**PROBLEM**
How many of the lines below contain the word "balloon"? Reply with the number alone.
____
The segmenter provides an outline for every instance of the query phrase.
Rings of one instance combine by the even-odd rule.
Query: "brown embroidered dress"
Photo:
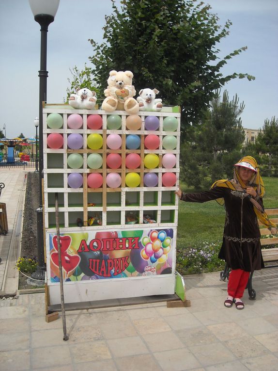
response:
[[[209,191],[182,194],[181,200],[188,202],[206,202],[223,197],[226,219],[223,242],[218,258],[232,269],[247,272],[264,266],[260,242],[261,234],[250,196],[245,192],[215,187]],[[263,207],[263,200],[257,201]]]

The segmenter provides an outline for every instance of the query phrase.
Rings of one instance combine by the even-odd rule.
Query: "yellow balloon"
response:
[[[166,261],[167,260],[167,256],[163,254],[162,257],[160,257],[160,258],[159,258],[158,259],[157,259],[157,261],[159,263],[164,263],[165,261]]]
[[[154,169],[158,166],[159,158],[155,153],[148,153],[144,159],[144,165],[148,169]]]
[[[125,184],[127,187],[138,187],[141,178],[138,173],[128,173],[125,176]]]
[[[99,149],[102,147],[103,139],[100,134],[90,134],[87,138],[87,144],[91,149]]]

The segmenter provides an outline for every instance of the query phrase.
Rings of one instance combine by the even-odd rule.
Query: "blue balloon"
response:
[[[128,149],[137,149],[140,147],[141,140],[139,135],[131,134],[126,136],[125,145]]]
[[[163,242],[166,238],[166,232],[164,230],[161,230],[160,232],[158,233],[157,238],[158,240],[160,240],[161,242]]]

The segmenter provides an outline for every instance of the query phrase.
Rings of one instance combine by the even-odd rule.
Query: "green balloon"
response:
[[[107,118],[107,128],[110,130],[117,130],[122,127],[122,119],[118,114],[111,114]]]
[[[71,153],[68,157],[67,163],[72,169],[79,169],[83,165],[83,156],[80,153]]]
[[[174,149],[177,144],[177,138],[173,135],[166,135],[162,140],[162,146],[165,149]]]
[[[87,159],[87,163],[91,169],[99,169],[102,166],[102,161],[99,153],[91,153]]]
[[[133,273],[133,272],[135,272],[136,270],[131,263],[129,263],[129,265],[126,269],[127,272],[129,272],[129,273]]]
[[[123,237],[139,237],[140,239],[143,234],[142,230],[122,230],[122,235]]]
[[[63,126],[63,117],[59,113],[50,113],[47,116],[46,123],[50,129],[60,129]]]
[[[179,122],[176,117],[169,116],[163,120],[163,130],[165,131],[175,131]]]

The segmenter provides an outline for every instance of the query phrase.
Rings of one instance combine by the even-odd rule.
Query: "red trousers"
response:
[[[232,269],[228,282],[228,294],[233,298],[242,298],[249,274],[250,272],[242,269]]]

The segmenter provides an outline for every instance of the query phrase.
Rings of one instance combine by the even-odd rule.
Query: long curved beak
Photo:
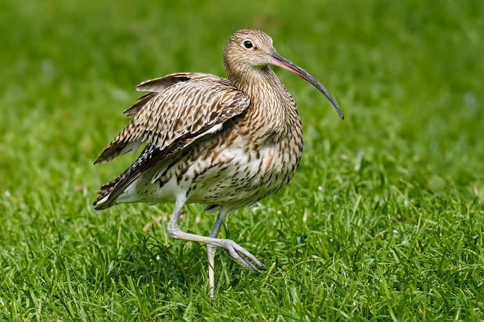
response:
[[[329,100],[329,102],[331,102],[333,106],[335,106],[335,109],[336,109],[336,111],[338,113],[342,120],[344,120],[344,115],[343,115],[343,112],[341,111],[341,108],[339,108],[339,106],[336,102],[336,100],[334,98],[333,98],[331,94],[329,93],[328,90],[326,89],[324,86],[317,81],[317,79],[311,76],[308,72],[302,69],[301,67],[292,64],[289,60],[279,55],[276,52],[276,50],[271,51],[270,53],[269,53],[269,55],[268,56],[270,59],[270,64],[272,64],[272,65],[281,67],[281,68],[284,68],[287,70],[289,70],[291,73],[294,73],[297,75],[309,82],[316,88],[319,89],[319,91],[324,94],[324,96],[326,96],[326,98]]]

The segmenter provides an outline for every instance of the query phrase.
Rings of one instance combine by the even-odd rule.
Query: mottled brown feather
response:
[[[133,115],[132,120],[104,148],[95,164],[136,150],[142,143],[164,149],[187,133],[223,124],[250,103],[248,97],[228,79],[210,74],[171,74],[144,82],[136,88],[150,93],[125,111]]]

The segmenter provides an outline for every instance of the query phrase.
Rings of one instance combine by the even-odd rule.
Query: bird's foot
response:
[[[229,254],[232,258],[247,268],[250,268],[254,272],[259,272],[257,267],[250,263],[249,260],[254,262],[259,267],[266,268],[266,265],[261,263],[254,255],[248,252],[247,249],[239,245],[234,240],[230,239],[222,239],[221,240],[220,247],[225,248],[226,252]]]

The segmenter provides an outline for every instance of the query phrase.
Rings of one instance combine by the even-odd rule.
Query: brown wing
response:
[[[165,150],[187,135],[197,138],[240,114],[250,103],[227,79],[210,74],[171,74],[144,82],[136,88],[149,93],[124,112],[133,119],[95,164],[134,151],[143,143]]]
____
**SOLUTION FOR THIS PROBLEM**
3